▸ Trecho do texto
□ □ □ □ □

A jovem nação japonesa desejava ser vista pelo público ocidental a partir de uma perspectiva que associasse os universos do tradicional (artes, artesanato, arquitetura), admirado pelos estrangeiros e do moderno (industrialização, tecnologia), perseguido pelo governo japonês. Sob essa perspectiva o uso da fotografia pode ser visto como um dos principais instrumentos modernos – como a ferrovia, o telégrafo entre outros -  de mediação da modernidade japonesa perante ao “outro” não-japonês. Isso pode ser percebido na Exposição Mundial de 1888 (Expo de Barcelona), onde pela primeira vez o Japão apresentou também “uma coleção de fotografias que possibilitavam os visitantes se aproximar da realidade do Japão moderno, que naquele momento desenvolvia novas indústrias e investia em infraestrutura e construções modernas”[Bru, 2016, p. 48].

Dessa maneira veremos que o aparato fotográfico passa a dialogar também com as xilogravuras japonesas (esteticamente influenciadas pelo olhar fin d’sieclé ocidental) enfatizavam aspectos positivos do processo de modernização pari passu ao “desejo do olhar” britânico, francês e norte-americano, ávidos por consumir as impressões, muitas vezes estereotipadas da maior “descoberta” ocidental de meados do século 19: o Japão. Essa estratégia que teve na fotografia um dos seus condutores pode ser definida como representação de uma “modernidade exibitória” (ingl. exhibitory modernity) [Shao, 2004. pp.5-6] levada a cabo pelo governo japonês.

Nesse jogo de imagens, a tentativa de afirmação japonesa perante as potências ocidentais teve como um dos pontos altos a publicação em Tóquio (ca.1910) do álbum fotográfico Sights and Scenes in Fair Japan pelo Imperial Government Railways (jap.Tetsudôin). Com 50 fotografias (com legendas em inglês) produzidas pelo fotógrafo japonês Ogawa Kazumasa (1860-1929) e cuidadosamente coloridas à mão. Podemos considerar o álbum como a epítome de uma maneira de propaganda imagética japonesa associando do Japão “novo”/”velho”. Um esplendido cartão de visita aos olhos de viajantes, turistas e diplomatas estrangeiros. No entanto no início do século 20 com a vitória do Japão na Guerra Russo-Japonesa (1904-05), conflito fartamente documentado na época em artigos, livros e imagens, os olhares sobre o Japão passam a ser filtrados a partir de novos elementos, como o militarismo e o nacionalismo por exemplo, fazendo com que a semiótica sobre o Japão se tornasse cada vez mais complexa.

□ □ □ □ □

▸ Registros
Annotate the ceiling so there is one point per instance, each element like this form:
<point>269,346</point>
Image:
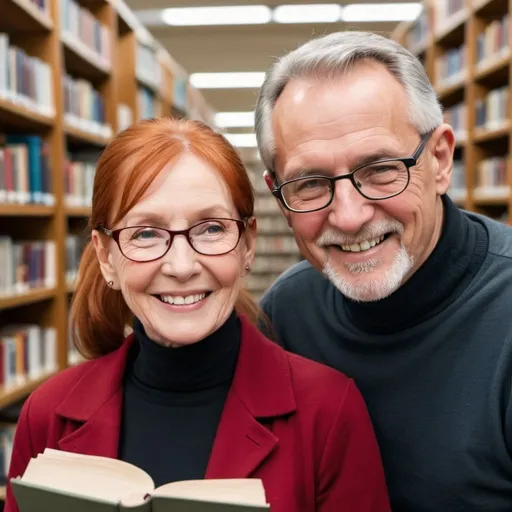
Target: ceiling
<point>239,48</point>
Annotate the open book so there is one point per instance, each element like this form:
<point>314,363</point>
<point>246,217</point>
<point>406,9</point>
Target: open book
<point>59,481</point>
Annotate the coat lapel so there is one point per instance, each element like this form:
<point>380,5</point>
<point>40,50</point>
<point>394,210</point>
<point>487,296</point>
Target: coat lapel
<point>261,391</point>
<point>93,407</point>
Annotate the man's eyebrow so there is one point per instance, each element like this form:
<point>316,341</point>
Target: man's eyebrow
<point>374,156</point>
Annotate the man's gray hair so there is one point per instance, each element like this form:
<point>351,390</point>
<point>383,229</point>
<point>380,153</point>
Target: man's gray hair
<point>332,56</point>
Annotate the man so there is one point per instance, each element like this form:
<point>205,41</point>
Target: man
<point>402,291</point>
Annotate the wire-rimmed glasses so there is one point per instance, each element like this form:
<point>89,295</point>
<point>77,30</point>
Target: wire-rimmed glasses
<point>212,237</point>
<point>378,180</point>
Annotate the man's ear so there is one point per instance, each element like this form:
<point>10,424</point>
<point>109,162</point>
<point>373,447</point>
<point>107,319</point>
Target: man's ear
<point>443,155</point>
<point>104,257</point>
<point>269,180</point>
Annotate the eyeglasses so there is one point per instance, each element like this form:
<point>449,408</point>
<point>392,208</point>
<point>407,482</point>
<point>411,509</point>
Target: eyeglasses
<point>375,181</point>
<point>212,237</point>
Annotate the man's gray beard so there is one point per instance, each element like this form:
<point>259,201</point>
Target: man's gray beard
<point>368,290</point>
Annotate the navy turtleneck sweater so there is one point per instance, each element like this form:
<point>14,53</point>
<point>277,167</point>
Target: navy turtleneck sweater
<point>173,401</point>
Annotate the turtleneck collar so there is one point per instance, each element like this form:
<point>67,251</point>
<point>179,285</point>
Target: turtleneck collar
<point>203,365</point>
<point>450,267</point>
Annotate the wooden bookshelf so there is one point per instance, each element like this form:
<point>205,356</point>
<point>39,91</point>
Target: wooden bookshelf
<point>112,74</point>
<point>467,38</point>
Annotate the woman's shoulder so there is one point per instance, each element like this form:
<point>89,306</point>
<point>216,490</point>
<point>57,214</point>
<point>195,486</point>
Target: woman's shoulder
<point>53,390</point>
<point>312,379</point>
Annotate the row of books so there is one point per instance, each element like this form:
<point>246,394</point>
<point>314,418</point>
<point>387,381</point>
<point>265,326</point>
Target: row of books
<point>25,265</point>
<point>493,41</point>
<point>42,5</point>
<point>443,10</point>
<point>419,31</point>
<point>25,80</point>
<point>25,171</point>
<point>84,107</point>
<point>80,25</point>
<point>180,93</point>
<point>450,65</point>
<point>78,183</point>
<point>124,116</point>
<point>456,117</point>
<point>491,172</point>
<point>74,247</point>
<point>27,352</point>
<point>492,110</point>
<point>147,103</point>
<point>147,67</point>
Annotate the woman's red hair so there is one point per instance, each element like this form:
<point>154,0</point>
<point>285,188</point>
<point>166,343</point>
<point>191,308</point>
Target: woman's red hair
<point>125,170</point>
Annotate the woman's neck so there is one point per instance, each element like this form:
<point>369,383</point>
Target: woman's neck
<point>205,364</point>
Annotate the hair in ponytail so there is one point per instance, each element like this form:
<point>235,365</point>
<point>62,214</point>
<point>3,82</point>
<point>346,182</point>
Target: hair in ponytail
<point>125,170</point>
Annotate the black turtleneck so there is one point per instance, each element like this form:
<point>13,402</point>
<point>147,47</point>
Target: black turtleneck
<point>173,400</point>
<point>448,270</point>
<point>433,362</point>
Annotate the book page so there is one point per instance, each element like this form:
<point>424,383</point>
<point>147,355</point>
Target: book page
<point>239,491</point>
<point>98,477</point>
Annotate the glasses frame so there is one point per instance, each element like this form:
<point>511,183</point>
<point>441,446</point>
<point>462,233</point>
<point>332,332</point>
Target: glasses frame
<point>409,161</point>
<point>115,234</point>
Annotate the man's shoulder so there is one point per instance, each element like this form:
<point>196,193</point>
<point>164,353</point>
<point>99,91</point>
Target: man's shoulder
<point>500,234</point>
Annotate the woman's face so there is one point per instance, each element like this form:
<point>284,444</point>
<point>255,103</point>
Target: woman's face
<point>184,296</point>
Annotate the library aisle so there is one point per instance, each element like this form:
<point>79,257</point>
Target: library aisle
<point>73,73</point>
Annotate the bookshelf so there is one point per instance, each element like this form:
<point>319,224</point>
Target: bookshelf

□ □ □ □ □

▸ O que fazer
Segundo o texto sobre a fotografia no Japão, por que a semiótica sobre o Japão foi ficando cada vez mais complexa no início do século 20? Responda em até três frases.

▸ Resposta escrita
Com a vitória do Japão na Guerra Russo-Japonesa (1904-05), conflito muito documentado na época em artigos, livros e imagens, os olhares sobre o Japão passaram a ser filtrados por novos elementos, como o militarismo e o nacionalismo. Isso tornou a semiótica sobre o Japão cada vez mais complexa.